**EXERCISE:** Rewrite the material below, putting "Located at" in place of every "Found at" and leaving everything else unchanged.

**DATA ENTRIES:**
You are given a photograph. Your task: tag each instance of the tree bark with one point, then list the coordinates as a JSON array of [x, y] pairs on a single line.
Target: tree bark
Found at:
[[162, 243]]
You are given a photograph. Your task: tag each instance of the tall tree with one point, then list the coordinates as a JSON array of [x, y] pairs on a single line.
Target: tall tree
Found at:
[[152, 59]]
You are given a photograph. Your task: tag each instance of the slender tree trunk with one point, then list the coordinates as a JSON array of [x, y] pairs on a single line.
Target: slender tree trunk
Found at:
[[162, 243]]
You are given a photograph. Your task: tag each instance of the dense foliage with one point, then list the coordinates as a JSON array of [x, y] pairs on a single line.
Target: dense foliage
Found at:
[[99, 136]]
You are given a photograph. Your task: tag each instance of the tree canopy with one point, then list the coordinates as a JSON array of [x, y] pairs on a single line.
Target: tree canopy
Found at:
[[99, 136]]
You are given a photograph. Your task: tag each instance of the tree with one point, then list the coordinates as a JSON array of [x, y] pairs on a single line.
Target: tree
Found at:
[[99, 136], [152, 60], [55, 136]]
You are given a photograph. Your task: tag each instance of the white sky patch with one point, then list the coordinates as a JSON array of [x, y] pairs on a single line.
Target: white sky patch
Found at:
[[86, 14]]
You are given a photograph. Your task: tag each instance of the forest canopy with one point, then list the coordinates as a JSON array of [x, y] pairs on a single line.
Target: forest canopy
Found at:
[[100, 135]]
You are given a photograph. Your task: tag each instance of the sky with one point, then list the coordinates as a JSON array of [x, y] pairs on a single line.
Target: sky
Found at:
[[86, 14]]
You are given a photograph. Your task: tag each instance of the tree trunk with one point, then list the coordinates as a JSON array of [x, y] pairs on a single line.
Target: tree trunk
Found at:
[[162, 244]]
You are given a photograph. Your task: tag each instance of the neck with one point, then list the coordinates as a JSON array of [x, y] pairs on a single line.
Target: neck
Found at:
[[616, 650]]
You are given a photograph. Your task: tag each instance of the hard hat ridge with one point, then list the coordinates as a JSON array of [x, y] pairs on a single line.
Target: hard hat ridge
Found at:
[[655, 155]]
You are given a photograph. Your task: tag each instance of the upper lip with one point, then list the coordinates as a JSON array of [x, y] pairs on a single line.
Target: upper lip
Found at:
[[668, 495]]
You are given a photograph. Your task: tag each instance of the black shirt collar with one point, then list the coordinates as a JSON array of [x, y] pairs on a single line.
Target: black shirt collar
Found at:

**EXERCISE RESPONSE:**
You are given a photograph. Your task: tag each instance of the tree bark with one point, then list the coordinates as a JSON array of [x, y] pairs on a single line.
Target: tree bark
Located at:
[[162, 243]]
You are given a photograph. Your task: tag each instance of the tall tree with one point, then list the coordinates as a JSON array of [x, y] pairs on a single line.
Target: tall tree
Located at:
[[152, 59]]
You are given a photograph. Your task: tag each instance of the slender tree trunk with one point, then list the coordinates as a JSON array of [x, y] pairs on a single line.
Target: slender tree trunk
Located at:
[[162, 243]]
You are given a photograph. Your task: tag each instance of the dense foliage with one point, then list the coordinates as a JSON array of [x, y] pairs on a single line.
Target: dense foliage
Located at:
[[99, 136]]
You are given a photograph. Your task: tag each instance of the tree canopy with one point, then list the coordinates as a JSON array of [x, y] pairs on a single line.
Target: tree canopy
Located at:
[[99, 136]]
You are given a photograph. Your task: tag each instance of the tree with one point, then list the coordinates as a JSON array of [x, y] pairs on a single line.
Target: tree
Located at:
[[99, 136], [152, 60], [55, 136]]
You are given a photograph. Your task: tag each instance of the white sky patch with one point, then list the coordinates as a JSON array of [x, y] pairs on a single line.
Target: white sky patch
Located at:
[[86, 14]]
You are given a photograph. Your task: tag each instance of the forest canopy with one point, then list the coordinates as a JSON array of [x, y] pairs on a single line.
Target: forest canopy
Located at:
[[100, 135]]
You are given a photograph. Your task: tag each instance of the sky with one point, then list the coordinates as a JSON array of [x, y] pairs on a single line.
Target: sky
Located at:
[[86, 14]]
You are given a photograph. Your task: tag each instance of the tree trunk with one point, then list the coordinates as a JSON array of [x, y] pairs on a single line.
Target: tree trunk
Located at:
[[162, 244]]
You are given a photograph. Your task: tag each instance of the neck with one point, then list the coordinates as a JSON array of [x, y] pairs on a single line.
Target: neck
Located at:
[[616, 650]]
You are given a photograph. Your task: tag each instance of the hard hat ridge with one point, then list the coordinates as a JSON array of [x, y] pairs on a single line.
Target: hard hat ridge
Located at:
[[655, 155]]
You are given a photograph. Your task: tag each instance of the upper lip with one point, then list the coordinates as a JSON array of [x, y] pairs on a single line.
Target: upper lip
Located at:
[[668, 495]]
You are given a photograph. Your task: tag each instance of the black shirt collar with one point, then list the coordinates as a JSON array of [x, y] pairs on a single line.
Target: black shirt collar
Located at:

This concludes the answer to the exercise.